--- START EXERCISE INPUTS ---

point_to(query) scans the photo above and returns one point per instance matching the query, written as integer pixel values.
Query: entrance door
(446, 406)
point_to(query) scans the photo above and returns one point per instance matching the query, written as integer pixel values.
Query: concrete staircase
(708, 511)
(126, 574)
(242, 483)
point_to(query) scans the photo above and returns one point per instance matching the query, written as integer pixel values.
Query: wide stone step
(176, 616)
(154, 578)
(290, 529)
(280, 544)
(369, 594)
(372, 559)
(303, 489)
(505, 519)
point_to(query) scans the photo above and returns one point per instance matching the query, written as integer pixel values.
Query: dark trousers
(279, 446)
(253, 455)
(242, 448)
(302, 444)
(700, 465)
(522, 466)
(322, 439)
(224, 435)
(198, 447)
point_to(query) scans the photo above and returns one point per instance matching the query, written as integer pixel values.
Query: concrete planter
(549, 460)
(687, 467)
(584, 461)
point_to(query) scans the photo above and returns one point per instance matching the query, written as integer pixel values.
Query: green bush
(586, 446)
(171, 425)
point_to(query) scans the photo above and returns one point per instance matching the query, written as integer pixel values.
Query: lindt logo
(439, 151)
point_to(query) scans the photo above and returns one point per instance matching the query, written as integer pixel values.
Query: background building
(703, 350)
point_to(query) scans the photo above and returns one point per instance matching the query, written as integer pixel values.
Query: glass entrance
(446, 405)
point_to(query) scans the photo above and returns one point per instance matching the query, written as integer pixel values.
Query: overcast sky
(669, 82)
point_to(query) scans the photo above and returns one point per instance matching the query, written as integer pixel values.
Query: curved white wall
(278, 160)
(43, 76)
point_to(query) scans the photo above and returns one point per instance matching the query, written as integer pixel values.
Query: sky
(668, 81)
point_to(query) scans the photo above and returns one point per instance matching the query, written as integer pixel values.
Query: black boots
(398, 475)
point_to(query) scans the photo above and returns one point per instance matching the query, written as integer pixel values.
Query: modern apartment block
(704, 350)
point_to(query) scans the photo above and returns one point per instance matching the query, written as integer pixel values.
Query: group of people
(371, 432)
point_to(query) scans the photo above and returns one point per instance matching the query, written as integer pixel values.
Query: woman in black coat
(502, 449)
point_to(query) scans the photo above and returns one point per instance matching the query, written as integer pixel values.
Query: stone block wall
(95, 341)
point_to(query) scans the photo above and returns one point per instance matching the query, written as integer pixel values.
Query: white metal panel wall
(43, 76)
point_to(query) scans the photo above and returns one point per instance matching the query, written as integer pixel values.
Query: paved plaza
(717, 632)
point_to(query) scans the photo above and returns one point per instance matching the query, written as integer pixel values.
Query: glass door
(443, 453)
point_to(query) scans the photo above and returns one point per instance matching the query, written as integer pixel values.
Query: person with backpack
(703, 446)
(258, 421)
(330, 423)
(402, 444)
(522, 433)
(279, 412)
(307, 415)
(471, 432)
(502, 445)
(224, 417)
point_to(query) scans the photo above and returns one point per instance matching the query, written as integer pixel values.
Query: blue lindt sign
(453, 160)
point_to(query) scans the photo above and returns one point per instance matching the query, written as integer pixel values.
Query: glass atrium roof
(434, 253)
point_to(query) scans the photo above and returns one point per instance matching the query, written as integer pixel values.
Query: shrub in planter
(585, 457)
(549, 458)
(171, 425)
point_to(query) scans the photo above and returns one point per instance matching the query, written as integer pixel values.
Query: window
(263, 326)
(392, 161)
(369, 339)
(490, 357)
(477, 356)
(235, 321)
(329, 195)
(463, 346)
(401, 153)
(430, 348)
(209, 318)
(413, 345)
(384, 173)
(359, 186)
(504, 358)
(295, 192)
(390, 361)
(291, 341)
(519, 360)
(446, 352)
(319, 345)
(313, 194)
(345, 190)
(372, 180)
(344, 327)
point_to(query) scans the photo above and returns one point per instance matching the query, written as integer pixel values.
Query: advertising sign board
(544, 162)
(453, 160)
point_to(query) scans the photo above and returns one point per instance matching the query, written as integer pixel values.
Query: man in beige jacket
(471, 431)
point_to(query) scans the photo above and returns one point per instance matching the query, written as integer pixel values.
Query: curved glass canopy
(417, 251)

--- END EXERCISE INPUTS ---
--- START EXERCISE INPUTS ---

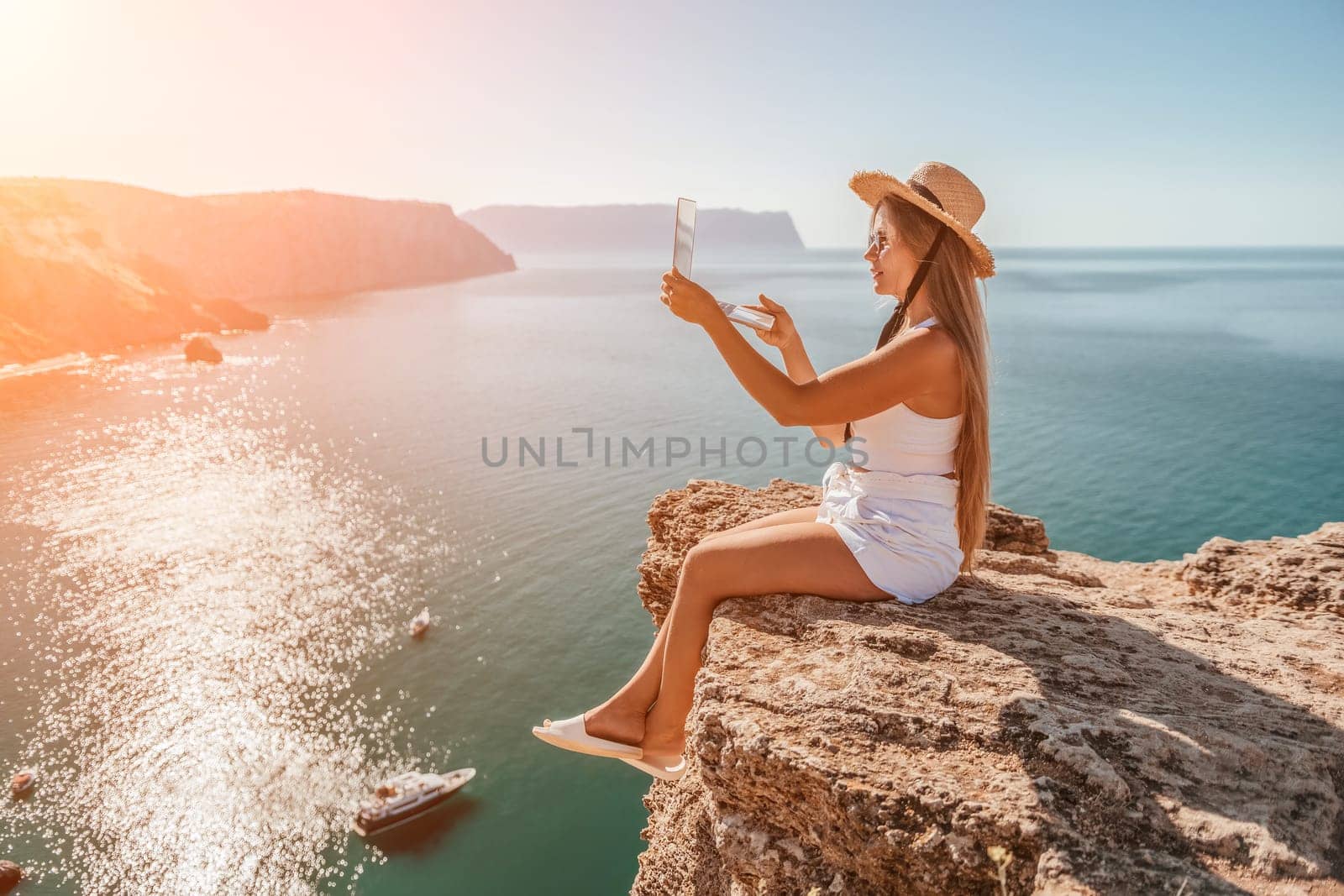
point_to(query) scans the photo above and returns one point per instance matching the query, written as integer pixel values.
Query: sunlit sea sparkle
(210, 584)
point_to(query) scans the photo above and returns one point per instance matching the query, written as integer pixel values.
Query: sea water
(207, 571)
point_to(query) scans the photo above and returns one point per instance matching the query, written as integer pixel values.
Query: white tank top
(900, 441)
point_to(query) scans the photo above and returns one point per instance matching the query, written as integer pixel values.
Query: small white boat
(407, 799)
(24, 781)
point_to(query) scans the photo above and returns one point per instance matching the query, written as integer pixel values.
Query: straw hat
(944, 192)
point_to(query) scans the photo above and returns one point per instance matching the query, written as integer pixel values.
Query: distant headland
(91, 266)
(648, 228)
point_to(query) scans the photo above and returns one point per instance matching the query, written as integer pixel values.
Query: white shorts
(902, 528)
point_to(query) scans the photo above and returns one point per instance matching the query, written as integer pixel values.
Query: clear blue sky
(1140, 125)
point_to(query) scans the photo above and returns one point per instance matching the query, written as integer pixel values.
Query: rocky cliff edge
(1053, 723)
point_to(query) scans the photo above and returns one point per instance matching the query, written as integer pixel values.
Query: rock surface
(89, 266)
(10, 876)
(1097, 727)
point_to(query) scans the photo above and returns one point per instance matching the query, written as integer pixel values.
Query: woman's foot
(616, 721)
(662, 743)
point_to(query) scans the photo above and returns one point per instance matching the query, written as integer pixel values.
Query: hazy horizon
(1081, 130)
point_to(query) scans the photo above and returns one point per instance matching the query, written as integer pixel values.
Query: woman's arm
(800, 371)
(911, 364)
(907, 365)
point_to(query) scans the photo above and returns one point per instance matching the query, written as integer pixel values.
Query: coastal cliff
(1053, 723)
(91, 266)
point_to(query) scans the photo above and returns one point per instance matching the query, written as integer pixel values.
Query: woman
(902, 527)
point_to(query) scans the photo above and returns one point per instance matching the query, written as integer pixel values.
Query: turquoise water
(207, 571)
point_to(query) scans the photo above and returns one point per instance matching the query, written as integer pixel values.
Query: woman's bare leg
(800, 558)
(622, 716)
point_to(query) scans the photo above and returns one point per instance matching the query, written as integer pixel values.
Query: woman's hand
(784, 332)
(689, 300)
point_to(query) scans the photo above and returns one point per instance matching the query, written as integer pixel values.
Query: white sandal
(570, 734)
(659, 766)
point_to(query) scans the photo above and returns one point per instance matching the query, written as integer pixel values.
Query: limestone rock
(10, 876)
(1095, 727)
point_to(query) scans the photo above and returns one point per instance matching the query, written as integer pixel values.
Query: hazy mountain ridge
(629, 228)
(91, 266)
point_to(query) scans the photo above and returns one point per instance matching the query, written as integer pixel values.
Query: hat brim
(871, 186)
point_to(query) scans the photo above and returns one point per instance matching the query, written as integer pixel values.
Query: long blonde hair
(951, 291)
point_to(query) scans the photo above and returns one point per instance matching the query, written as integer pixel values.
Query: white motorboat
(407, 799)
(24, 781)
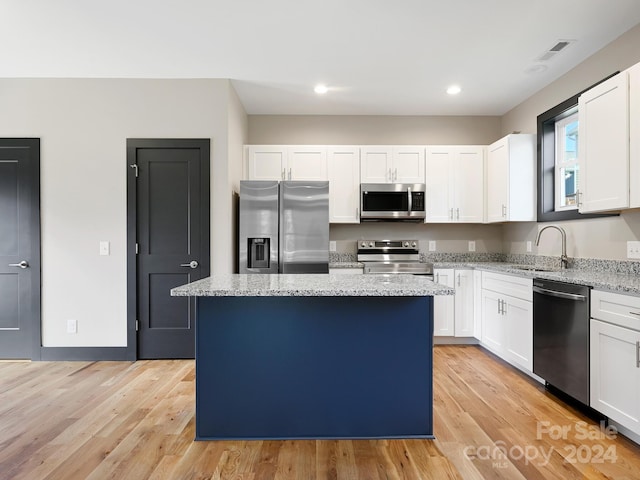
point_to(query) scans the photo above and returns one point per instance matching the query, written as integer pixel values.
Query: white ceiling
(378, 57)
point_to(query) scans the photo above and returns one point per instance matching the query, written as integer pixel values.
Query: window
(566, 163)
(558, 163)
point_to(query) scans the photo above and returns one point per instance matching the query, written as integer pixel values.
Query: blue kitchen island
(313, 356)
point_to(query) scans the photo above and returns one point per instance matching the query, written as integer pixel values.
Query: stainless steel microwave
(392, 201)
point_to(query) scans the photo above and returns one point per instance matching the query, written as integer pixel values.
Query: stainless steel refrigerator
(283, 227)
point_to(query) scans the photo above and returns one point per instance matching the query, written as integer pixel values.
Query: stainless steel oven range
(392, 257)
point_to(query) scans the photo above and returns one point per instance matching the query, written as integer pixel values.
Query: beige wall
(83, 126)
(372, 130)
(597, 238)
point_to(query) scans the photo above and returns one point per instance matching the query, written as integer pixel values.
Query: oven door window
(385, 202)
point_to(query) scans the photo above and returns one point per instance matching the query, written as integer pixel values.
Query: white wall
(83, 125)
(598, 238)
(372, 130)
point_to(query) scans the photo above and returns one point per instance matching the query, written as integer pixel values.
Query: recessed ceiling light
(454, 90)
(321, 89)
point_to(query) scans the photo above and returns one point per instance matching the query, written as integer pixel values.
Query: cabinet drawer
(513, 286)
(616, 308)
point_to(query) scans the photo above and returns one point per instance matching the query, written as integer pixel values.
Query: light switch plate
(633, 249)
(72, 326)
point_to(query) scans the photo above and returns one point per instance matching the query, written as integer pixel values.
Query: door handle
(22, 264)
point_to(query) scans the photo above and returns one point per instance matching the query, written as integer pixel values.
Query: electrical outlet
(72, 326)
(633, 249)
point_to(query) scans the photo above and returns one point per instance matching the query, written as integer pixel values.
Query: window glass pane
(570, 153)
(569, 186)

--- END EXERCISE INPUTS ---
--- START EXERCISE INPUTS ---

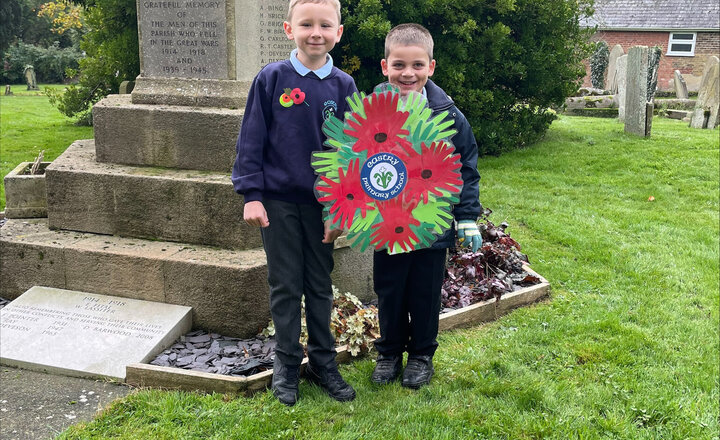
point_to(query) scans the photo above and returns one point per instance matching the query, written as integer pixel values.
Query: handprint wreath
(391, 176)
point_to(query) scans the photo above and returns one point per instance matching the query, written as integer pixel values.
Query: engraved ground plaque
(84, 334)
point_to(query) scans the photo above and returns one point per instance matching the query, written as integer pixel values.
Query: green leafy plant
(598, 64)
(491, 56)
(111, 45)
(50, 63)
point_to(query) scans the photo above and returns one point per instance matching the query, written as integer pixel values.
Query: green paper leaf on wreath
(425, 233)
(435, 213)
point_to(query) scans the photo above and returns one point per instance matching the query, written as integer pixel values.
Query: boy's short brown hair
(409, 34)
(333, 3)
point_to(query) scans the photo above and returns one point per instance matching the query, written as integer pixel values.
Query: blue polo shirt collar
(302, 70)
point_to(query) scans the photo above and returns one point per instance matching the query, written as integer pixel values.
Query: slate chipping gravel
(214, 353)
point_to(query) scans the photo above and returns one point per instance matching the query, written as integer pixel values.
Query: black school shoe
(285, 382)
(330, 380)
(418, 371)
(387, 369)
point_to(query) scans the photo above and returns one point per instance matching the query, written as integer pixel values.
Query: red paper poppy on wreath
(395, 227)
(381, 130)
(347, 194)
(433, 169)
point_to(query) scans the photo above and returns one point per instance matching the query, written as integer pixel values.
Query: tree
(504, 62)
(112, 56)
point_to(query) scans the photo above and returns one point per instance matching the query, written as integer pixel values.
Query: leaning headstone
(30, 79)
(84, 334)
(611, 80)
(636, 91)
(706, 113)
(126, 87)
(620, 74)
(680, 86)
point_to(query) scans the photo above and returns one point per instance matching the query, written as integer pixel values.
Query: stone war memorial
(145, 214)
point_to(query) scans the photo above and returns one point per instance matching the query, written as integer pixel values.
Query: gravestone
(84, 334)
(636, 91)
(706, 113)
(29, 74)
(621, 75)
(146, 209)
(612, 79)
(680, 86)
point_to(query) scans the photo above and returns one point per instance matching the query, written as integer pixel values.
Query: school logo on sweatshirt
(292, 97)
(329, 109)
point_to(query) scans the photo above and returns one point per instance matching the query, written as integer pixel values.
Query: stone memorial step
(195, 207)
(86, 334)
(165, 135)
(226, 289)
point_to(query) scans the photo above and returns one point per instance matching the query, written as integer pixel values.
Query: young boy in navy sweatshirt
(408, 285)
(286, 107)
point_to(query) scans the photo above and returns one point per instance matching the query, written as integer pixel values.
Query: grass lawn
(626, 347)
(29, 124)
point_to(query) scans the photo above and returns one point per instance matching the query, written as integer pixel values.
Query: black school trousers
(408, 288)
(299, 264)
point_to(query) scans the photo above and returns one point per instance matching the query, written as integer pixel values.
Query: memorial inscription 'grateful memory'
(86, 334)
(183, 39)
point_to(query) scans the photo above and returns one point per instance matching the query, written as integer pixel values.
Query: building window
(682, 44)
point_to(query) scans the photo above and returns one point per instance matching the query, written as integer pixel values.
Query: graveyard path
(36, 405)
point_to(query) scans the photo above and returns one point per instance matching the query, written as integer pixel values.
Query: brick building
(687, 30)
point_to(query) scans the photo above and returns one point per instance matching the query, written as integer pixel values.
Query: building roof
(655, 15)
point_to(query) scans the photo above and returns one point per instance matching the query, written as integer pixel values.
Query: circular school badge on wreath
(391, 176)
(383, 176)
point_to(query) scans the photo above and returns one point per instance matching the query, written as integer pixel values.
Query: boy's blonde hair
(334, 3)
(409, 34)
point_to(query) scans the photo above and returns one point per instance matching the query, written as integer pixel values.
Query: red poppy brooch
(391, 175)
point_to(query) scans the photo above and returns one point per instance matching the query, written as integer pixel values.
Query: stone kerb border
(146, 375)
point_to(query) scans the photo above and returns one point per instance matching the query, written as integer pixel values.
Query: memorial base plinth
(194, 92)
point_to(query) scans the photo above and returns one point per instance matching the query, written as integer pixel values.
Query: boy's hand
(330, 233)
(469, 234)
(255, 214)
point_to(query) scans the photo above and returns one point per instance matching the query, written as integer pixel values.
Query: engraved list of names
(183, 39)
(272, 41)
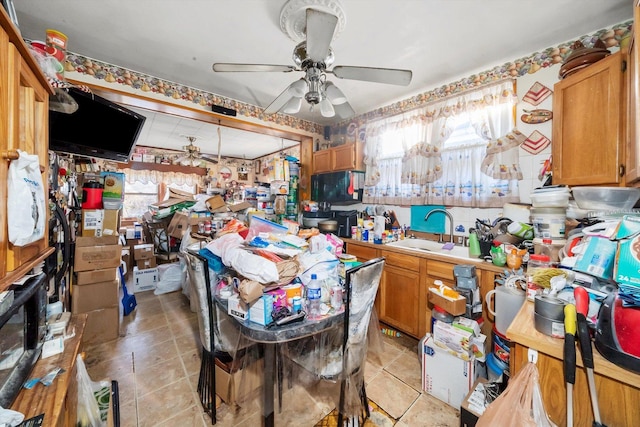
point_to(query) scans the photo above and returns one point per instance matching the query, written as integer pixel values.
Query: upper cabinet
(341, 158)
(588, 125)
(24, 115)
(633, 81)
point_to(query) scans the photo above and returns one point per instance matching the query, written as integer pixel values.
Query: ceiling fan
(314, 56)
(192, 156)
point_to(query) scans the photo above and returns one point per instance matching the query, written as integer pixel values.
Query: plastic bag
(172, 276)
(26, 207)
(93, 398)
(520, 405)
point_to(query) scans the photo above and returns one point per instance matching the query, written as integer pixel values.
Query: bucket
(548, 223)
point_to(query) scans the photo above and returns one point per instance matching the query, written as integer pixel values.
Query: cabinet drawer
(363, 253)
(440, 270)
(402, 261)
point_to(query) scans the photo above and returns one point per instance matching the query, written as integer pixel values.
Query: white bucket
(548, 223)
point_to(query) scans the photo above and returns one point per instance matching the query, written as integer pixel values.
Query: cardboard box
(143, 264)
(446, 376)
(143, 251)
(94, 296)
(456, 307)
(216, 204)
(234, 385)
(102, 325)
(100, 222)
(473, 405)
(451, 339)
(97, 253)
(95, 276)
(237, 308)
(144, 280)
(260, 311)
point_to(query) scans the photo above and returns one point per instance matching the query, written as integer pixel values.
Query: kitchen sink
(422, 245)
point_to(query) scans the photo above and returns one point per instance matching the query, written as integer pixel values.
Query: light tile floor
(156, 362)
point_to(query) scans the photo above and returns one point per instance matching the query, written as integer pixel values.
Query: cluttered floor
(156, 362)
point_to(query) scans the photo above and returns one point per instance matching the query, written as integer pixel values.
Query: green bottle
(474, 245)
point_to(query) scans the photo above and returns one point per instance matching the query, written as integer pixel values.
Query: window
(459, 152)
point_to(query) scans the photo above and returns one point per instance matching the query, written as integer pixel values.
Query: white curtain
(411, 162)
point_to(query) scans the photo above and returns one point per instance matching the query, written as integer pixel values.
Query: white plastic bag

--- END EXERCISE INPUTS ---

Copy out each line in the items above that contains the word "blonde", keeping every line whole.

→ **THE RESULT**
Query: long blonde hair
Query: boy's blonde hair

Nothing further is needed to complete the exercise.